# CONSIGNA A
Según el fragmento sobre el respeto en la pareja, ¿qué es lo fundamental a pesar de las diferencias y los malos momentos?

====== FRAGMENTO PROPORCIONADO

El respeto no significa dejar que cada uno haga lo que le venga en gana. Hay cosas que se deben corregir. Tanto el respeto como la corrección se apoyan en el afecto sincero que a veces exige corregir. Corregir con malos modos ya es falta de respeto.
Cuando el respeto reina un ambiente cordial y amable, que aceita las dificultades y ayuda a superarlas y situarlas en su verdadera dimensión.
Si no
prestamos atención y damos por descontado que esa magia durará siempre, el paso
del tiempo puede arrugar los sentimientos y permitir que entren momentos de
desencanto. Es normal que la “magia” primera vaya menguando o, incluso, que desaparezca:
es el momento en el que el romanticismo da lugar al amor maduro. Sin embargo
este paso es una conquista y como tal, supone proponérselo, esfuerzo y tener
los dos el mismo objetivo. El romanticismo es perecedero, pero no lo es
el amor ni el proyecto en común emprendido con el matrimonio y que involucra a
toda la persona y su futuro. Por eso no hay que temer las incomprensiones, los enfrentamientos y
discusiones, situaciones que forman parte de la vida en común, siempre que se esté
dispuesto a superarlas cueste lo que cueste.
Lo fundamental es que,
a pesar de las diferencias y malos
momentos, nunca se pierda el respeto mutuo.

============
====== DATOS DE ENTRADA

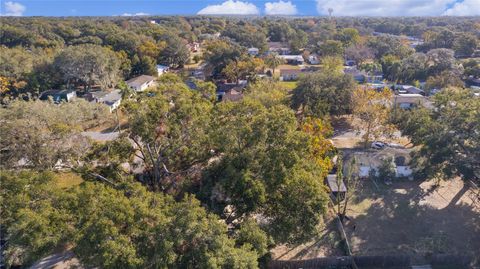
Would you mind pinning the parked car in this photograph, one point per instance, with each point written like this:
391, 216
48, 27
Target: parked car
378, 145
395, 146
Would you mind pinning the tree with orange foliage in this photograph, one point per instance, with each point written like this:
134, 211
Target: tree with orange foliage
321, 149
372, 108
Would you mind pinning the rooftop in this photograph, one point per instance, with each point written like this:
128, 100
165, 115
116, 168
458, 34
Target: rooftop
140, 80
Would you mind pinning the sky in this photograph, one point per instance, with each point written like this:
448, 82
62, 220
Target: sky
385, 8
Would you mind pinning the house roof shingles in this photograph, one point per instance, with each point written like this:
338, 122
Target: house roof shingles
140, 80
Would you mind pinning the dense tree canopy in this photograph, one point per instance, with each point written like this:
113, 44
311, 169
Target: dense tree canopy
90, 65
448, 135
320, 94
122, 227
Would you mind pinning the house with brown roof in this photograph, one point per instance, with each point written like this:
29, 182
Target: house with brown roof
141, 83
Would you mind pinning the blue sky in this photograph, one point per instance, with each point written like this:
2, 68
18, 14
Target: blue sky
241, 7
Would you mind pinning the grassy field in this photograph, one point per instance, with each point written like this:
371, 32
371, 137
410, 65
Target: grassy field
413, 218
67, 180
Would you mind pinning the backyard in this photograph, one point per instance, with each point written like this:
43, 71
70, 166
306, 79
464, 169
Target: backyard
414, 218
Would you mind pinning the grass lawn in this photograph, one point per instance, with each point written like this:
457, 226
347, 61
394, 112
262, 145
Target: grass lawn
413, 218
67, 180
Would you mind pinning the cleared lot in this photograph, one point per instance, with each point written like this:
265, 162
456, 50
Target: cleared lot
414, 218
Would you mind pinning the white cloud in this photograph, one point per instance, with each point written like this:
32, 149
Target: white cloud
280, 8
135, 14
13, 9
383, 8
230, 7
465, 8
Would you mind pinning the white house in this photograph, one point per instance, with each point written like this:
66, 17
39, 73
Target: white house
289, 74
253, 51
313, 59
141, 83
58, 95
411, 100
293, 59
112, 99
369, 162
194, 46
162, 69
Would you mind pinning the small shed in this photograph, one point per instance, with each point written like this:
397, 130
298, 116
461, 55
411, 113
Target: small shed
334, 188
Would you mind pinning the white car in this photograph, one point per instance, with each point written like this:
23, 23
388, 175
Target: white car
378, 145
395, 146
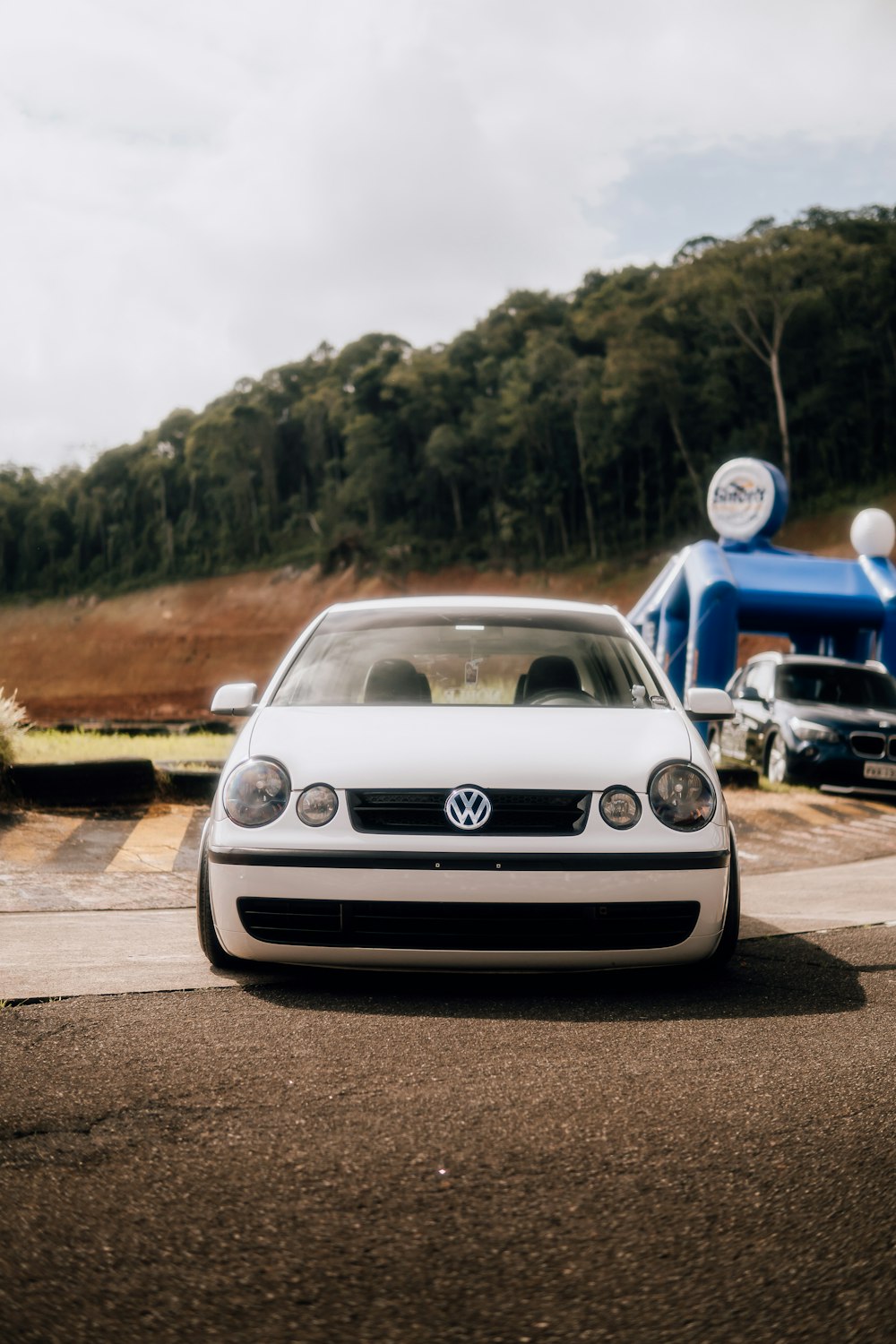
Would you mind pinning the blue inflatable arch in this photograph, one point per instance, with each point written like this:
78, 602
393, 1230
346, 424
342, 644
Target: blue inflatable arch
712, 591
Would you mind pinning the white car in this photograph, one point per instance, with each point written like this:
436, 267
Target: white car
474, 784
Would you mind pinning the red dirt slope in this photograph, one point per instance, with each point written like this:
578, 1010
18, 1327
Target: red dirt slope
160, 653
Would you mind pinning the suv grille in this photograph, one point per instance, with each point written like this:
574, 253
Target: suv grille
473, 926
514, 812
868, 744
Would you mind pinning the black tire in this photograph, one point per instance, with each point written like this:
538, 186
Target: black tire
727, 945
209, 940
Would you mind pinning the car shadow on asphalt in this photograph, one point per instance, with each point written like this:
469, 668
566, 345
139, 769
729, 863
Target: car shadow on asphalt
783, 976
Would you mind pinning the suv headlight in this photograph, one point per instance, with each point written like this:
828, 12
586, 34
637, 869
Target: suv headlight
681, 797
809, 731
255, 793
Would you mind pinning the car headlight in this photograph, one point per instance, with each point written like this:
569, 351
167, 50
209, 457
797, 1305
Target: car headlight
255, 793
809, 731
619, 808
681, 797
317, 806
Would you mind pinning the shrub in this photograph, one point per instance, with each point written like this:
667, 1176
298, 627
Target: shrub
13, 725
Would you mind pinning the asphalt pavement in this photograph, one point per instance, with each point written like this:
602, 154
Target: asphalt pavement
375, 1158
626, 1158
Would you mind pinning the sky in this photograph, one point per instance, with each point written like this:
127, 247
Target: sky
194, 191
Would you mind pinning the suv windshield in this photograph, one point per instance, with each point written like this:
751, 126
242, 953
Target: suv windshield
860, 688
449, 658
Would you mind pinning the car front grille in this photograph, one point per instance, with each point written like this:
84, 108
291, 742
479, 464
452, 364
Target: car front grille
514, 812
469, 926
871, 745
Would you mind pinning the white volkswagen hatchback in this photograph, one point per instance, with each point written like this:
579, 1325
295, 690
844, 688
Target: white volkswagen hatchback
469, 782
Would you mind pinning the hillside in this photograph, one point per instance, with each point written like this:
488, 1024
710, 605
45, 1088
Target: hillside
160, 653
559, 430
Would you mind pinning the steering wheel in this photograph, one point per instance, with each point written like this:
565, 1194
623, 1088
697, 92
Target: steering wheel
567, 696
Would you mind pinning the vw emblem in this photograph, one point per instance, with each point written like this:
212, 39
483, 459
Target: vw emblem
468, 808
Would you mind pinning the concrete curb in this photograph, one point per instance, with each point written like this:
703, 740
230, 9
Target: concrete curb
105, 784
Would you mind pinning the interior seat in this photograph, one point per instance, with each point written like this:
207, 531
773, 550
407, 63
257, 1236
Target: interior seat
551, 672
397, 682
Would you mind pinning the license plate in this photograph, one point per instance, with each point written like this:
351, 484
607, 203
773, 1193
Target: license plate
879, 771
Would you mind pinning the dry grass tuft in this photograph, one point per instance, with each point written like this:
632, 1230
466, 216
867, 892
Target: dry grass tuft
13, 725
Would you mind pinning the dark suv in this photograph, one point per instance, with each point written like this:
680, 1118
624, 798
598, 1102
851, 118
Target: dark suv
813, 720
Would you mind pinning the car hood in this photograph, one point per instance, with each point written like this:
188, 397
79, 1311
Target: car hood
444, 746
842, 717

============

# CONSIGNA B
Devuelve sin ningún cambio las líneas del listado a partir de la que contiene "Would you mind pinning the car hood", incluida esa línea, hasta el final del listado.

# RESULTADO A
Que nunca se pierda el respeto mutuo.

# RESULTADO B
Would you mind pinning the car hood in this photograph, one point per instance, with each point written like this:
188, 397
79, 1311
Target: car hood
444, 746
842, 717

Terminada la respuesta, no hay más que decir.